(begin)

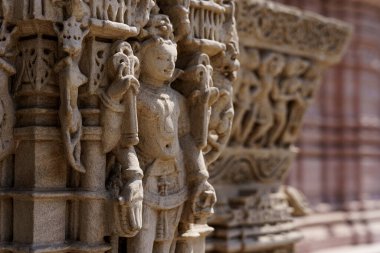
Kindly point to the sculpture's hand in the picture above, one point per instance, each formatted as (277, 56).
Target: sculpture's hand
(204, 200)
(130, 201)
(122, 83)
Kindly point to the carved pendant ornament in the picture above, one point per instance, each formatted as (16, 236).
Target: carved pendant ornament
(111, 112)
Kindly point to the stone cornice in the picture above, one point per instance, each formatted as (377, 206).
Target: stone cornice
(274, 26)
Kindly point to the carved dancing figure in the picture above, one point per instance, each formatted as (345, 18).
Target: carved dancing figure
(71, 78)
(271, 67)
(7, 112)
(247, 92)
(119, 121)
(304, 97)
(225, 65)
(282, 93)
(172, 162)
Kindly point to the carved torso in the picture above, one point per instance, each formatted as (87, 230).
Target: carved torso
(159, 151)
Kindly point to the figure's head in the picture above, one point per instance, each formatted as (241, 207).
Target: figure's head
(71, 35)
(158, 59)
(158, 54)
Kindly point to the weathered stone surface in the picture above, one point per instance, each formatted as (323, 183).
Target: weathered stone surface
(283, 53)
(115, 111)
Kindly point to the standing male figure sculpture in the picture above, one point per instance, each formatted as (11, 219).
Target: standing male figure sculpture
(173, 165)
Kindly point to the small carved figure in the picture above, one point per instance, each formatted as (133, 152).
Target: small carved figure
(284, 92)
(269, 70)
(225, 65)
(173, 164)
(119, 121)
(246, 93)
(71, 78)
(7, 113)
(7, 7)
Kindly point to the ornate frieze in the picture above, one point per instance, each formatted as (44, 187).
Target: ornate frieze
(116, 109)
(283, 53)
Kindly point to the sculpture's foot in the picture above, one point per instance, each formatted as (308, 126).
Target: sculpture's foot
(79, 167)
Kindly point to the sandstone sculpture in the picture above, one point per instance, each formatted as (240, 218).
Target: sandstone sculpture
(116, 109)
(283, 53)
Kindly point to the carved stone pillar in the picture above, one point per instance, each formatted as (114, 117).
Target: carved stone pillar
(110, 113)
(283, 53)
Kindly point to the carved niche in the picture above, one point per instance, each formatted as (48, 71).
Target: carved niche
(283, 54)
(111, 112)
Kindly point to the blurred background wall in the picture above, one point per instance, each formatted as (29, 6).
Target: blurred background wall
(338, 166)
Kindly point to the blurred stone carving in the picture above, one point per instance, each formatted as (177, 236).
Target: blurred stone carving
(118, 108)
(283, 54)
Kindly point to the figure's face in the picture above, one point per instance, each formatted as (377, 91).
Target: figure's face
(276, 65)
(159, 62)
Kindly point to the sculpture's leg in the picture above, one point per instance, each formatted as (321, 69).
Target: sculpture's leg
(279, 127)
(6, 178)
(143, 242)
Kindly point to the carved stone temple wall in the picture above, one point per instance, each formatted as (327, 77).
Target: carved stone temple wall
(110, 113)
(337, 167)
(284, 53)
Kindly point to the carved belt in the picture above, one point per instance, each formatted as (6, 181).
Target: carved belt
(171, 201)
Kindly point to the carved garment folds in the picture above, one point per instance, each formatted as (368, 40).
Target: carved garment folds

(end)
(begin)

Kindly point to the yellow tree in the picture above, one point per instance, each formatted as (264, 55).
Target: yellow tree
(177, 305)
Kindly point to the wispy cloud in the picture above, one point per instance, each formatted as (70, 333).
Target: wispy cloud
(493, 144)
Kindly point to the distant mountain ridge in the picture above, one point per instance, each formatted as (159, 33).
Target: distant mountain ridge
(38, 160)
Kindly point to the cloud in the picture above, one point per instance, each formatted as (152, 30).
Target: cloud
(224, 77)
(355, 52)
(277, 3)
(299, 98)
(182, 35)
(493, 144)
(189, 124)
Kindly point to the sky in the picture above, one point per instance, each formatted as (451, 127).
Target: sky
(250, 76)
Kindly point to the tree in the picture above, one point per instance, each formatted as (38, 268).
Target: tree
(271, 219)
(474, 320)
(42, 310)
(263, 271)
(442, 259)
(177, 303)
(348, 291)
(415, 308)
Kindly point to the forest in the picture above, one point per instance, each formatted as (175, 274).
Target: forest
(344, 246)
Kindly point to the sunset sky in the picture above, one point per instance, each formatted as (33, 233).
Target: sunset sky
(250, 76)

(end)

Directions for this task: Return every line from the one containing "Kindly point to the carved niche" down to the one containing "Target: carved garment folds", copied word for word with both end lines included.

Exercise result:
Kindly point to the carved niche in the picture above, one point per instance, each formatted as (48, 71).
Target: carved niche
(283, 54)
(111, 112)
Kindly point to the blurred background wall in the picture above, one point per instance, each formatted as (29, 6).
Target: blurred background wall
(338, 166)
Kindly point to the blurred stone carving in the picture above, one point per instance, each formatted as (177, 236).
Target: blurred stone carving
(118, 108)
(283, 54)
Kindly point to the figure's face in the picture above, one point per instance, each formatted as (377, 91).
Target: figure's face
(276, 65)
(159, 62)
Kindly point to the sculpture's leg in the picture above, one point per instance, each formatted as (321, 69).
Target: sculpture's leg
(279, 127)
(6, 178)
(143, 242)
Kindly point to the carved stone temple wall in the picture above, one point per instance, each formatted as (327, 77).
Target: carved stone temple wall
(110, 113)
(337, 167)
(284, 53)
Kindly point to the carved belt in the picture above, one point per instance, each formatted as (6, 181).
Target: carved belt
(171, 201)
Kindly point to the carved garment folds in the picture above, one point per instance, each formatted as (368, 40).
Target: carved garment folds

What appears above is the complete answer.